Check your understanding:
**1)** Answer these questions about the essay on mood instability:
(a) On what date did the writing project begin?
(b) Besides analytical prowess, what does the essay say was common among the father's relations?
(c) What formed the universe of the writer's mood while in the uterus?
**2)** Update the passage of the essay on mood instability between "As the fertilized" and "shimmied with pleasure.", inclusive, changing "watery world" to "liquid world".
**3)** Carry the essay on mood instability forward from its last sentence.

──────── Page extract ────────

The following post is my next installment in a writing project that began on 20 October. Although it stands on its own as an essay, you can view it in context if you work forward from the first entry in the series.
The next step in this series is to start talking about my upbringing and why it led to problems with mood instability. This shifts the focus from viewing the general picture to looking at a particular case. And yet, what follows is not just my story, but every story. The details differ, but we all have suffered good and bad times, we’ve all been hurt, and we’ve all learned from experience. We’ve also all developed in a womb and we face the same end. In truth, the differences are far less impressive than the similarities. Keep that in mind while reading my unique personal history, and pay attention to how my particular trajectory reflects the human condition as we all live it.
At the outset of this writing project I said this story would start at the beginning. So let’s go right back to my first moment: that of conception. I don’t mean to raise the abortion debate here, so understand that my point isn’t necessarily that my soul manifested at the exact instant a minuscule, writhing spermatozoon from my dad penetrated the massive, nutrient packed ovum produced by my mom. But until then, the universe had never before seen that precise combination of genetic and epigenetic information gathered in a single cell. At that moment, a goodly portion of my fate was sealed.
The moodiness so common in my mother’s family (as well as her artistic sensibilities) and the alcoholism so common among my father’s relations (as well is his analytical prowess) were carried forward to me in that mix of DNA. But just how moody, artistic, alcoholic, or analytical I became remained to be shaped by time and circumstance.
As the fertilized egg divided, then divided again, as it grew into a solid ball of cells in those first few hours and days, it was affected by the chemical mix of my mother’s fluids. Her hormones and cellular messages affected my rapidly expanding mass of protoplasm. By the time I implanted in her uterine wall and the love affair of blood vessels known as a placenta formed, I’d already tapped many sources of information not present at conception. As I developed in her uterus, my little growing body continued to be affected by myriad substances, sounds, and motions. Her breathing and heart rate formed the universe of my mood at that time. If she felt worried and depressed, I shivered in my dark, watery world. If she laughed with ecstatic delight, I shimmied with pleasure.
And if she took a medication, which was commonly done by pregnant women in those days, I took it too. If pesticides entered her bloodstream, they entered mine. When she smoked or drank, I felt the rush of nicotine or the loosening of alcohol. If she walked near the exhaust of an automobile, the fumes from leaded gasoline entered her lungs and moments later a heavy metal circulated through my nervous system as it produced millions of vulnerable growing cells each hour.

──────── Excerpted data ────────

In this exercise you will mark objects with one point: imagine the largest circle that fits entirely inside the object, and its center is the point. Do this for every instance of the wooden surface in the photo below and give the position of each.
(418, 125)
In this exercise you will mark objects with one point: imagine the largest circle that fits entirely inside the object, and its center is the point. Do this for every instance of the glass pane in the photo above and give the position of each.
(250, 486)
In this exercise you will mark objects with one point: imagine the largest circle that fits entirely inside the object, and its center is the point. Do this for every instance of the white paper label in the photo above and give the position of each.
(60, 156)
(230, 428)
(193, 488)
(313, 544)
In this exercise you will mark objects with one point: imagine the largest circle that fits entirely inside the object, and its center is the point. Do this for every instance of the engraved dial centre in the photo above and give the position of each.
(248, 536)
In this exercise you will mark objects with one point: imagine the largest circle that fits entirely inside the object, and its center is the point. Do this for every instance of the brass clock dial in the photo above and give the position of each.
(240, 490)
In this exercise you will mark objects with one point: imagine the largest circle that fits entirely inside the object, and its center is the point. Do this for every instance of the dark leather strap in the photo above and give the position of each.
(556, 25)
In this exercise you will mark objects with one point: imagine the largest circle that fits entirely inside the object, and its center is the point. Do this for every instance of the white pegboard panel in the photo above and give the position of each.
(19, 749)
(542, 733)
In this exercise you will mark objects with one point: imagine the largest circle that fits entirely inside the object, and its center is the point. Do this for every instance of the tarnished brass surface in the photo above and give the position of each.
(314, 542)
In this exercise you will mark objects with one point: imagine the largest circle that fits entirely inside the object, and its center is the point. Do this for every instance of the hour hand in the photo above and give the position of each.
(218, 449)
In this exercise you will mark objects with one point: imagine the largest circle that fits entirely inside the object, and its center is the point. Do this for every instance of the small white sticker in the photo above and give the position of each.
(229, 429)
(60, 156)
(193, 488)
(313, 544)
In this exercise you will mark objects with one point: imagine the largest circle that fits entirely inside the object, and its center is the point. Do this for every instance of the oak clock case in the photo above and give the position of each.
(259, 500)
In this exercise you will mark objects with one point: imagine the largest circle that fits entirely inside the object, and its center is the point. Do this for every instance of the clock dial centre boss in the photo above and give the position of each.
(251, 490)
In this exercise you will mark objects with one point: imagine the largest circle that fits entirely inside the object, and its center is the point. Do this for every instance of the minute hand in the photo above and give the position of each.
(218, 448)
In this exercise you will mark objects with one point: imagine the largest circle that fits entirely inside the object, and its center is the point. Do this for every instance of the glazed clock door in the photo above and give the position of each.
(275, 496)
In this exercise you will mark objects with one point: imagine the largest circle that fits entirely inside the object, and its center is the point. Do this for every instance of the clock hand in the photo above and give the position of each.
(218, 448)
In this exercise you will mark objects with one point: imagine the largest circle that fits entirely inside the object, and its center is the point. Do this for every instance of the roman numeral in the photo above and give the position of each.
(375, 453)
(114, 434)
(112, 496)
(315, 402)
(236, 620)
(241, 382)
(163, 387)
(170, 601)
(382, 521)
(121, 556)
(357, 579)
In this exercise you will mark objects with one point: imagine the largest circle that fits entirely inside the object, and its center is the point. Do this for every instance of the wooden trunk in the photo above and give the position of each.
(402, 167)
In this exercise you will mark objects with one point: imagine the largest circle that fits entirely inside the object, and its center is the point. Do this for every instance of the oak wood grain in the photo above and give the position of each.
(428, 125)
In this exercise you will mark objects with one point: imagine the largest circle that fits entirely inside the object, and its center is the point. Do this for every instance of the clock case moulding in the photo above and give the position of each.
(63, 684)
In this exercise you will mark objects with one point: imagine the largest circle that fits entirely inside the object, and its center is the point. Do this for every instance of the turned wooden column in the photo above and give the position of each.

────────

Responses by item number:
**1)**
(a) 20 October
(b) Alcoholism
(c) The mother's breathing and heart rate

**2)**
As the fertilized egg divided, then divided again, as it grew into a solid ball of cells in those first few hours and days, it was affected by the chemical mix of my mother’s fluids. Her hormones and cellular messages affected my rapidly expanding mass of protoplasm. By the time I implanted in her uterine wall and the love affair of blood vessels known as a placenta formed, I’d already tapped many sources of information not present at conception. As I developed in her uterus, my little growing body continued to be affected by myriad substances, sounds, and motions. Her breathing and heart rate formed the universe of my mood at that time. If she felt worried and depressed, I shivered in my dark, liquid world. If she laughed with ecstatic delight, I shimmied with pleasure.

**3)**
At the same time, the thousands of genes on my DNA molecules were orchestrating my formation. My sex, coloration, facial features, and internal arrangements were laid down. I took the form of a European male baby because I carried European genes and a Y chromosome. It is likely that brain structures were genetically shaped in ways that determined many personality traits: my introversion, my sensitivity, maybe even my seriousness.
And yet all these genetic traits were modified at every moment by countless influences from outside. The genes were painting my portrait using pigments acquired from the environment.
Did a separate soul enter at some point? Did a consciousness already familiar with birth and death take residence in that little baby growing inside a moody woman in 1958? Do we play this game of life over and over as reincarnationists believe? It isn’t possible to be sure. I’ve read the evidence that supports the concept and find it intriguing but not quite decisive. The jury is out. But there is little doubt that the person who I became differs in important ways from everyone else in my family, even as we also share many traits. Whence the source of that uniqueness? Genes? Environment? Prior lives? The touch of God?
All I know for sure is that the day came when my mother’s womb decided my time had come, and uterine contractions pushed me into the waiting world. For better or worse, my qualities were already guiding me down my own unique path. Even at that early stage I was already the product of both my genes and the emotional and chemical milieu which formed me, which nurtured me as I grew from a single cell into a lively baby in just nine months.